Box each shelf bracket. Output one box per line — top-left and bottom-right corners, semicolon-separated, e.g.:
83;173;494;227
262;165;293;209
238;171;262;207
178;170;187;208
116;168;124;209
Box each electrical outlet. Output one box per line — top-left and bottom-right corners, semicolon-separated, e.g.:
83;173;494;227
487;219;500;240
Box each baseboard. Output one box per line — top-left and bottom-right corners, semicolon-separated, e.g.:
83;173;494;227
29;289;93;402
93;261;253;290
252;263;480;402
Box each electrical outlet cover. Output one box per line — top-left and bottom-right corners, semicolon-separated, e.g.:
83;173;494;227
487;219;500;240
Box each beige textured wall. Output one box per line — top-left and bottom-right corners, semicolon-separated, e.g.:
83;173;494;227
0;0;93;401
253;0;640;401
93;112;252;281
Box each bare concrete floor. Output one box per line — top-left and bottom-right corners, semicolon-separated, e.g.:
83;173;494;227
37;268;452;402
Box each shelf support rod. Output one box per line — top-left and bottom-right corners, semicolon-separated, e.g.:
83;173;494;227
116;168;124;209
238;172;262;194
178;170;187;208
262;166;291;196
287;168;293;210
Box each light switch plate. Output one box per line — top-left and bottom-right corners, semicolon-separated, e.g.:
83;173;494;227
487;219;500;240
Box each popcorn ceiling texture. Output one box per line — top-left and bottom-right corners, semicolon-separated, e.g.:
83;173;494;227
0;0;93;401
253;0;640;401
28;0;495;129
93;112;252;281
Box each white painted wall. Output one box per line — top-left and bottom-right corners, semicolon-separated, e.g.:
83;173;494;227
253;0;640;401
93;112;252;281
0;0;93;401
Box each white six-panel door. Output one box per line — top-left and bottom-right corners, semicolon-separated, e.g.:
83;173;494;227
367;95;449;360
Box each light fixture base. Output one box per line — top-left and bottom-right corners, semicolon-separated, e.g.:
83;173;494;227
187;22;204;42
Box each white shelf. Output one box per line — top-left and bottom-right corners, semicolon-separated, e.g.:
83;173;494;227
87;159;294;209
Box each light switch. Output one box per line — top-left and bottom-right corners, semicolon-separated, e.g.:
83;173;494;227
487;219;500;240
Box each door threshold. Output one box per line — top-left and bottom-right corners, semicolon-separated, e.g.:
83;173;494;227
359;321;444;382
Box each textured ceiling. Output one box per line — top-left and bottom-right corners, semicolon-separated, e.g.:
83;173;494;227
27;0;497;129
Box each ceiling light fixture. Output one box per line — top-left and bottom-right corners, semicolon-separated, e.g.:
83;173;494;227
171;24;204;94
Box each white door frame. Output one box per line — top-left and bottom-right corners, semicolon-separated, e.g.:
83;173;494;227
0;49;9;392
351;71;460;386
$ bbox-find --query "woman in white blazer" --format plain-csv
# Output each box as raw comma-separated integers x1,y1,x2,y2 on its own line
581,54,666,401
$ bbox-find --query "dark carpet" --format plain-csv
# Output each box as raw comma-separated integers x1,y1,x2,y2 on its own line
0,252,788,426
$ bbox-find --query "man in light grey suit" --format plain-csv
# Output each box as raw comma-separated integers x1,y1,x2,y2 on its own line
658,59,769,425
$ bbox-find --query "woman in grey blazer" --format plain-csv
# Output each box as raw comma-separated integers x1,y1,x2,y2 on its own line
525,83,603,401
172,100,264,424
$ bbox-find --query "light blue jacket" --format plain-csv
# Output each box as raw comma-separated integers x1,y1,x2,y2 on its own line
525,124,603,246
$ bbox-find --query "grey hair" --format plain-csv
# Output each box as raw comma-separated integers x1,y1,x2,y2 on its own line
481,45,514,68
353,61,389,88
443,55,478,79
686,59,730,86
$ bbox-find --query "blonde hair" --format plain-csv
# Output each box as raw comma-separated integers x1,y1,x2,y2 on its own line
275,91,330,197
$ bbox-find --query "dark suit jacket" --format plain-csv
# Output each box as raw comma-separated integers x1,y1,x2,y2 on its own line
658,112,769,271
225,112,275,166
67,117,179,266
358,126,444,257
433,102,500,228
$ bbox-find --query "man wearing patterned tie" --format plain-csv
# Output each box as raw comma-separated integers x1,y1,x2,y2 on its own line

[EXERCISE] Please print every one of the lines above again, without changing anything.

[TASK ANSWER]
Box each shelf bracket. Output one box per line — top-left and bottom-right corners, semicolon-separated, e.g.:
83;173;494;227
262;165;293;209
238;171;262;207
178;170;187;208
116;168;124;209
Box each electrical outlet. Output one box per line — top-left and bottom-right corners, semicolon-separated, e.g.:
83;173;494;227
487;219;500;240
Box each baseboard. Output one box per line — top-left and bottom-right corners, semicolon-separated, e.g.:
83;173;494;227
29;289;93;402
93;261;253;290
252;263;480;402
Box each electrical outlet cover. Output one box per line — top-left and bottom-right corners, semicolon-separated, e.g.:
83;173;494;227
487;219;500;240
Box each beige textured wall. Output one box per line — top-left and bottom-right corners, semicolon-separated, e.g.:
83;173;494;227
0;0;93;401
253;0;640;401
93;112;252;281
Box each bare concrete floor. Output one box per line — top-left and bottom-right corners, semicolon-separated, e.g.:
83;173;494;227
37;268;452;402
Box each shelf support rod. Output one box per line — top-left and bottom-right corners, semicolon-separated, e.g.:
83;173;494;227
116;168;124;209
238;172;262;194
178;170;187;208
262;166;291;196
287;168;293;210
Box each light switch plate. Output one box per line — top-left and bottom-right corners, semicolon-separated, e.g.:
83;173;494;227
487;219;500;240
Box each popcorn ceiling texture. Output one box per line — top-left and bottom-right corners, semicolon-separated, e.g.:
83;173;494;227
0;0;93;401
253;0;640;401
28;0;495;129
93;112;252;281
Box each white painted wall. Output one box per line — top-left and bottom-right corners, semicolon-separated, e.g.:
83;173;494;227
253;0;640;401
93;112;252;281
0;0;93;401
Box each white six-panel door. Output one box per line — top-left and bottom-right corners, semicolon-separated, e.g.:
83;173;494;227
367;95;449;360
Box each light fixture base. Output one box per line — top-left and bottom-right corners, semicolon-separated, e.g.:
83;173;494;227
187;22;204;42
Box each white shelf. Output one box per line — top-left and bottom-right corners, semicolon-separated, e.g.:
83;173;494;227
87;159;294;209
Box each light switch. Output one box per line — top-left and bottom-right corners, semicolon-separated, e.g.:
83;173;494;227
487;219;500;240
Box each door threshold. Output one box per line — top-left and bottom-right corners, semicolon-separated, e.g.:
83;173;494;227
359;321;444;382
Box each textured ceiling. Output one box per line — top-left and bottom-right corners, semicolon-separated, e.g.:
83;173;494;227
27;0;497;129
Box each ceiling light fixture. Output one box per line — top-left and bottom-right corners, semicolon-separated, e.g.:
83;173;494;227
171;24;204;94
Box each white door frame. Output one box per line — top-left and bottom-right corners, semicolon-separated, e.g.:
83;173;494;227
0;49;9;392
351;71;460;386
$ bbox-find --query "woman in white blazer" --format plain-csv
# Output each box as raw comma-separated integers x1,y1,x2,y2 on its own line
581,54,666,401
$ bbox-find --query "dark carpet" --format plain-csv
# Output each box as raw comma-separated integers x1,y1,x2,y2 on its own line
0,252,788,426
$ bbox-find --query "man in light grey suit" --format plain-csv
# Output each box as raw comma-separated integers x1,y1,x2,y2 on its own line
658,59,769,425
$ bbox-find --query "woman in grey blazer" --format plain-csv
# Output each box as raw comma-separated integers x1,y1,x2,y2 on its own line
525,83,603,401
172,100,264,424
$ bbox-find --query "light blue jacket" --format plain-csv
# Output each box as raw comma-separated integers x1,y1,x2,y2 on its own line
525,124,603,246
$ bbox-find --query "grey hair" --format plain-csv
# Output each box as raw comma-separated integers x1,y1,x2,y2 on its own line
481,45,514,68
353,61,389,88
443,55,478,79
686,59,730,86
$ bbox-find --query "blonde hair" --format plain-csv
# Output each box as raw comma-separated integers x1,y1,x2,y2 on its own line
275,91,330,197
$ bbox-find --query "dark suit jacket" --format plain-csv
# Output each box as raw comma-separated integers x1,y1,x2,y2 on its own line
658,112,769,271
225,112,275,166
67,117,179,266
358,126,444,257
433,102,500,228
$ bbox-find --query "man wearing patterned tie" --format plain-csv
# Output each box as raw comma-separated integers x1,y1,x2,y2 on its own line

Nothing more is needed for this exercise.